Nice. You have both shown existence and constructed the strategy through your edit. Now you can delete everything from "Complex constructing version..." onwards. – dshin Jan 20 at 16:33
    
To expound on my comment, imagine a solution to a different problem that starts, "Partition the infinite wizards into groups of size 1, 2, 3, 4, 5, ...". That does not just prove existence; it provides construction. Assigning countably infinite elements to finite sets of given size is trivial and needs no further explanation. – dshin Jan 20 at 16:37
    
I kept the complex version too because the simple version didn't specify the group sizes. But I realized that the group sizes are easily calculated from the win probabilities. – Etoplay Jan 20 at 18:04

Create infinite groups of finite size with $$size = (2^k)-1 ; k=2,3,...,infinity$$

Each of the groups will handle themselves as per the optimal strategy in this answer by xnor

Thus each group has a probability of correctly guessing equal to : $$1- \frac{1}{2^k}$$

And the probability that all of the groups guess right is the infinite multiplication of those probabilities, which is at least 56.25%

You may even get a better strategy by starting with k=3 rather than k=2. And the higher k you start with the better your strategy will be.

- **SOURCE MATERIAL**
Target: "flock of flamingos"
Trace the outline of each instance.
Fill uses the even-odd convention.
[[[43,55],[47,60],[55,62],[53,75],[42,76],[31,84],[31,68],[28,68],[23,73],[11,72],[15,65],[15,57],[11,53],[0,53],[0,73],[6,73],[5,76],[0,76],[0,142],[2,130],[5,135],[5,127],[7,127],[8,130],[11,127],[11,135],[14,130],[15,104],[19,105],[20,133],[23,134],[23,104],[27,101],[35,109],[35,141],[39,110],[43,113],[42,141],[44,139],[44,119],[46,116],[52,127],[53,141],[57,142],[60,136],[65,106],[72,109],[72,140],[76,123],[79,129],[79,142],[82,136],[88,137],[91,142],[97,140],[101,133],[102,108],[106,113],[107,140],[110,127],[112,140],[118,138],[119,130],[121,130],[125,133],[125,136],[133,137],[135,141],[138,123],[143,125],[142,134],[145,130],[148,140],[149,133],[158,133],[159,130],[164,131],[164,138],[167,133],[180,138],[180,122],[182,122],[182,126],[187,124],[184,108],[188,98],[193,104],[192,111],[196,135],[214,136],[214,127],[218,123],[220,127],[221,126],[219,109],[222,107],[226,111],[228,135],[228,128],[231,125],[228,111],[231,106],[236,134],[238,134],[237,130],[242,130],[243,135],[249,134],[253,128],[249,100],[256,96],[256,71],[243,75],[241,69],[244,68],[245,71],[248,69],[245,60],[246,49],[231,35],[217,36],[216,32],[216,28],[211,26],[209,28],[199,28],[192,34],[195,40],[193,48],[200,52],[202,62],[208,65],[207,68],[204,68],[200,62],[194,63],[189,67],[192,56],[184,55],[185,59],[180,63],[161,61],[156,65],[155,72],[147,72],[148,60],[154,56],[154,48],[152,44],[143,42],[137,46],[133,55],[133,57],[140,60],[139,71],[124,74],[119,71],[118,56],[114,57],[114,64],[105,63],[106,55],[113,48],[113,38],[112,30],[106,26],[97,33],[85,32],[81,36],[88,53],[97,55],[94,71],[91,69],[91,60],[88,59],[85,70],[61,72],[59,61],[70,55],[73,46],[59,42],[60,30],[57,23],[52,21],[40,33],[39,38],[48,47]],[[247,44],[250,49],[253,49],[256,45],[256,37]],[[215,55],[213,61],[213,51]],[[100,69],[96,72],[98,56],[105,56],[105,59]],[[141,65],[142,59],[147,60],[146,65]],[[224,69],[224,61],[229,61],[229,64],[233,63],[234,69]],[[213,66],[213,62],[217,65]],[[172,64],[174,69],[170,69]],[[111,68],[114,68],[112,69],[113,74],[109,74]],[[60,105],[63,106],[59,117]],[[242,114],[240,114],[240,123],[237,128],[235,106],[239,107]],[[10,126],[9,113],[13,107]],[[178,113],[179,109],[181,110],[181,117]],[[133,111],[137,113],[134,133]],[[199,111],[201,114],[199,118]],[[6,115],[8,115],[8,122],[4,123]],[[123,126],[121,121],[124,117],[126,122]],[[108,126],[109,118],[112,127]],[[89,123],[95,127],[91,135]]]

- **REQUIRED ACTIONS**
a. Answer these questions from the wizard-puzzle thread, each on its own line:
(i) What reason does Etoplay give for keeping the complex version?
(ii) What expression gives the size of each finite group?
(iii) What lower bound is stated for the probability that all of the groups guess right?
b. Transcribe a passage from the wizard-puzzle thread. Begin at the words "And the probability" and stop after "strategy will be.".

- **OUTPUTS**
a.
(i) The simple version did not specify the group sizes.
(ii) (2^k) − 1, with k = 2, 3, ... up to infinity.
(iii) At least 56.25%.

b.
And the probability that all of the groups guess right is the infinite multiplication of those probabilities, which is at least 56.25%

You may even get a better strategy by starting with k=3 rather than k=2. And the higher k you start with the better your strategy will be.